▸ **À faire**:
A. Répondez à ces questions d'après le texte sur Clara Iannotta :
(i) Combien d'œuvres le programme de salle annonce-t-il ?
(ii) En quelle année la compositrice a-t-elle terminé ses études ?
(iii) De quel pays était la poétesse Dorothy Molloy ?
B. Recopiez le texte sur Clara Iannotta de « Mais plus encore » à « qu’à grande peine. », en changeant « soirée » en « nuit ».
C. Reprenez le texte sur Clara Iannotta après sa dernière phrase et poursuivez-le.

▸ **Extrait du texte**:
________

« Trois œuvres, sur trois siècles, pour dire le souci de soi, la quête incessante de nouveaux langages, la crise et le renouveau, l’errance constitutive de nos vies et le paysage où chaque point, pareillement éloigné du centre, se révèle à un voyageur qui y circule sans y avancer. » Le programme de salle annonce la couleur.
Mais plus encore que ces mots, c’est la musique de Clara Iannotta qui nous plonge, et nous happe, dans cet état d’esprit dont nous ne finirons, à l’issue d’une longue soirée, de sortir qu’à grande peine.
La compositrice raconte qu’à l’issue de ses études, en 2013, elle a « commencé à avoir des crises de panique, avec une conscience aiguë de [sa] propre mort. » Elle découvre la poétesse irlandaise Dorothy Molloy, qui était morte d’un cancer en 2004, et dont les « recueils portent presque exclusivement, avec ironie, avec cynisme, sur la décomposition de son corps. » Parmi eux, Mon cœur vit dans ma poitrine, dont s’inspire Clara Iannotta pour strange bird -no longer navigating by a star. Elle y évoque l’« étrange oiseau battant des ailes » du poème, qu’elle imagine « dériver d’un endroit à l’autre, sans jamais se poser ou trouver sa destination. »

________

▸ **Données fournies**:
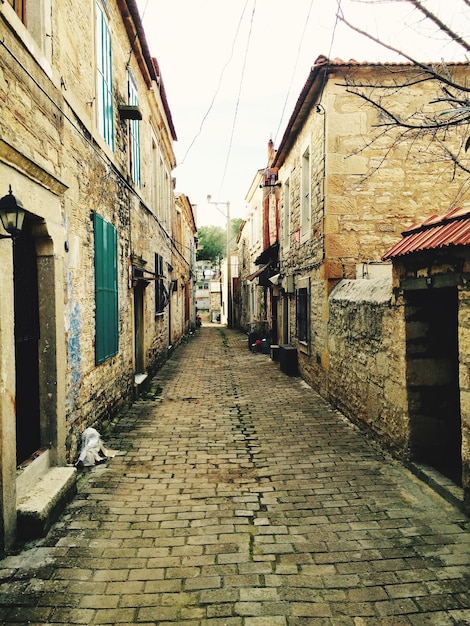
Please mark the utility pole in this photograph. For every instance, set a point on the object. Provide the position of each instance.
(229, 256)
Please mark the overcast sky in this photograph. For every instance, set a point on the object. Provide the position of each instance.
(233, 70)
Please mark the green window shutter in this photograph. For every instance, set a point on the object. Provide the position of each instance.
(106, 290)
(104, 79)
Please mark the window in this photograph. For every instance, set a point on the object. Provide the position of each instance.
(161, 292)
(302, 311)
(305, 195)
(36, 16)
(104, 85)
(134, 135)
(106, 290)
(20, 9)
(286, 214)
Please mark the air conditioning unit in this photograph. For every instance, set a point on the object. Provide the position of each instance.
(288, 284)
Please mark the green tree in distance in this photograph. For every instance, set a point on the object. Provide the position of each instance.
(212, 244)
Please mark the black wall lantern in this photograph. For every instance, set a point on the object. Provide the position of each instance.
(11, 215)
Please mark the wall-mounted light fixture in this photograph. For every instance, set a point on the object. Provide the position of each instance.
(11, 215)
(129, 112)
(278, 184)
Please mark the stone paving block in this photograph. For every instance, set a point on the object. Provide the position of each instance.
(233, 507)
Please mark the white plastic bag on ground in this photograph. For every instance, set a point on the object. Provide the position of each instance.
(93, 449)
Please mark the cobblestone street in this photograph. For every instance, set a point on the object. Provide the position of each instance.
(240, 498)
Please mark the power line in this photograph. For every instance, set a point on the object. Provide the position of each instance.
(238, 97)
(227, 63)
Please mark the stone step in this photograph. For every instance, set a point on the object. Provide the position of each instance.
(38, 509)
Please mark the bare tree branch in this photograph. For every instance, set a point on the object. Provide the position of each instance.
(423, 66)
(440, 24)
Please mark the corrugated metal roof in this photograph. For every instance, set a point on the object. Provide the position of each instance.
(451, 229)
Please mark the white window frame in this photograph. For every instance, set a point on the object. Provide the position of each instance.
(305, 193)
(104, 79)
(134, 133)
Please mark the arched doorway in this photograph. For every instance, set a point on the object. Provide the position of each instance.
(433, 379)
(26, 311)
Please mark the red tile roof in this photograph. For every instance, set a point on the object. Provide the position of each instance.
(451, 229)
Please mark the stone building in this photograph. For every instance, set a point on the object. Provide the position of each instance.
(344, 200)
(183, 301)
(258, 246)
(87, 147)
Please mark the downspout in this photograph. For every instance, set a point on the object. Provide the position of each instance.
(320, 109)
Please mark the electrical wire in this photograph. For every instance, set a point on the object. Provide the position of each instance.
(110, 166)
(238, 98)
(294, 70)
(219, 84)
(328, 63)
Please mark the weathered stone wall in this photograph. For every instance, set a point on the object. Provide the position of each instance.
(366, 376)
(49, 128)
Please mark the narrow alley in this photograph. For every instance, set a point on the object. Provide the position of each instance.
(240, 498)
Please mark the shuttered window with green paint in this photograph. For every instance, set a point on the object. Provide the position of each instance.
(106, 290)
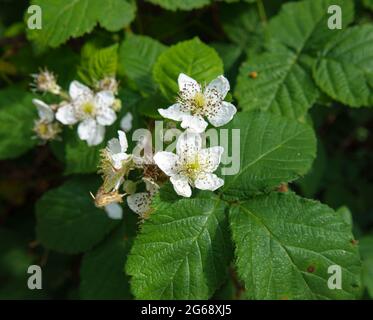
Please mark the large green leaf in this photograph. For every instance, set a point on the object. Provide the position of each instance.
(98, 63)
(102, 275)
(137, 56)
(180, 4)
(17, 115)
(67, 219)
(303, 26)
(273, 150)
(182, 251)
(368, 4)
(79, 157)
(64, 19)
(366, 251)
(345, 68)
(282, 81)
(282, 84)
(285, 245)
(191, 57)
(241, 23)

________

▸ **Réponses**:
A.
(i) Trois œuvres.
(ii) En 2013.
(iii) D'Irlande.

B.
Mais plus encore que ces mots, c’est la musique de Clara Iannotta qui nous plonge, et nous happe, dans cet état d’esprit dont nous ne finirons, à l’issue d’une longue nuit, de sortir qu’à grande peine.

C.
Il y a eu, en 2022, une première version pour guitare électrique avec sustain (dispositif qui permet, à l’aide d’une pédale, de maintenir un son), contrebasse et électronique. Dans cette nouvelle version pour orchestre symphonique, la compositrice a maintenu la guitare électrique, très rare dans cette formation, et qui joue un rôle moindre que dans la version originale ; la contrebasse n’est plus seule, bien sûr, mais on retrouve des façons de la jouer, si particulières, notamment quand l’archet est frotté directement sur le cordier, ce qui donne des sonorités étranges, à la fois graves et aiguës grâce aux harmoniques.